Task prompt: Write down each entry precisely as given.

Exercise material:
Segment Open

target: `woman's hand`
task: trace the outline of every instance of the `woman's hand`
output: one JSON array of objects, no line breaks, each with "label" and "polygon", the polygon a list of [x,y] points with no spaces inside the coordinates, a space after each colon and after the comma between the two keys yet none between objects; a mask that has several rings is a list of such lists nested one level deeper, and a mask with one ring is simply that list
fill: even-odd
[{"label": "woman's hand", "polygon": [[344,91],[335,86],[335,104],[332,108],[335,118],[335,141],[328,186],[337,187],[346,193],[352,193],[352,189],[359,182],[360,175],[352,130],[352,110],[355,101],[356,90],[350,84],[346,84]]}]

Segment Closed

Completed exercise:
target: `woman's hand`
task: trace the outline of every instance of the `woman's hand`
output: one JSON array of objects, no line breaks, each with "label" and "polygon", the polygon a list of [x,y] points with no spaces inside the coordinates, a space after each colon and after the comma between the two keys yet none between objects; a mask that has several rings is a list of such lists nested one level deeper, and a mask with one ring is simply that list
fill: even-odd
[{"label": "woman's hand", "polygon": [[344,91],[335,86],[335,104],[332,108],[335,118],[335,141],[328,186],[337,187],[346,193],[352,193],[352,189],[359,182],[360,175],[352,130],[352,110],[355,101],[356,90],[350,84],[346,84]]}]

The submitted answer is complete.